*Exercise aim*.
Please continue the reflection on September 11th, 2001, starting after its final sentence.

3025. If we were told this was the number of people who lost their lives on the highways during a long holiday weekend, or something like that, we probably would barely think about it. We'd just turn the page of the newspaper, and go on. But as a nation we are stopping to mark the death of these 3025 or, at least, some of us are. So, there must be something different about this event of September 11th. And, of course, there is. It marked the death of many things - - besides the 3025 people. .
It was the death of our innocency as a nation.
It was the death of our love for flying.
It was the death of feeling our children were safe.
It was the death of hope, especially our hope for a better, brighter future.
It was the death of optimism, especially our optimism about things somehow “getting back to normal.”
You might say that an earthquake, of sorts, happened September 11th, 2001. It was as though there was a shift of huge tectonic plates beneath the surface of the world we thought we lived in On the surface, sometimes, things didn't look much different, afterward. But deep down they were and are changed forever. The shift of these plates opened up a rift in our comfortableness with life, and through that rift have come pouring out sights this year which would delight a born-again apocalyptic: fires, floods, famines, and corruption of mind-boggling degree, at the corporate level. Stocks worth a great deal yesterday, could be worthless tomorrow, if the executives were greedy and unprincipled. The ground feels very unsteady under investors' and employees' feet.

*Data provided*.
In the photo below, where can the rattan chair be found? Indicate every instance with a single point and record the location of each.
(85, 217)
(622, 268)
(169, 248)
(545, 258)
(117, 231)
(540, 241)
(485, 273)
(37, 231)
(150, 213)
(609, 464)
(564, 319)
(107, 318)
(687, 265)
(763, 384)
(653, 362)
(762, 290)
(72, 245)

*Task result*.
And then there are the terrorists - - ever present in our fantasies and our fears. Terrorists are simply defined. They are men who are very good at their jobs, which is to create terror. They are good at their jobs because they know how to cause people to fear common things which used to seem so harmless: airports, museums, public gathering places, airplanes, public transport, water, the mail, buildings, and the like.
Side by Side, but in Two Different Worlds
As I have surveyed the U.S. one year later, just like you, some words keep popping into my mind - - they are from an old love song I used to listen to, constantly as a teenager: "Two different worlds, we live in two different worlds" It seems to me that's ultimately the biggest change I see. Some of us feel this day as a solemn requiem for a world that once was; others feel this is just another day in the year. A year after the event we walk the streets, side by side, but living (in our head at least) in two different worlds.
Some people live in a world today where their grief is constant, over those lost on September 11th a year ago. It will never die. Other people live in a world where they grieved at the time but have moved on since, and rarely think or look back.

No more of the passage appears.